Source material:
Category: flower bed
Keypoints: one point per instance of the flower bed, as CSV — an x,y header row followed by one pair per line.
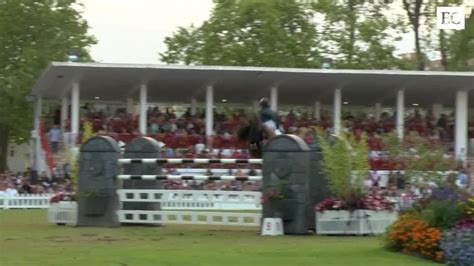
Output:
x,y
369,214
357,222
439,227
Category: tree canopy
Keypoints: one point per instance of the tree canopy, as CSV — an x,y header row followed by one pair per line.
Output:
x,y
32,34
248,33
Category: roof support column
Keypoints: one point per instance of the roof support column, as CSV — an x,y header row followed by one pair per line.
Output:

What to work on:
The answer must restate each entry word for word and contain no images.

Answer to this problem:
Category: flower bed
Keypoints: one point per instance of the flower bed, as CSV — an x,y header row followed by one pair per line.
Output:
x,y
369,214
357,222
439,227
Category: tree canopy
Keypoints: one point per instance of the tree canopy, as CSV — an x,y header row followed by one pair per line.
Output:
x,y
32,34
248,33
Category: roof support column
Keypoints: one point per instance of the roof support column, as CSV — an x,y header row followed by one pair per line.
Output:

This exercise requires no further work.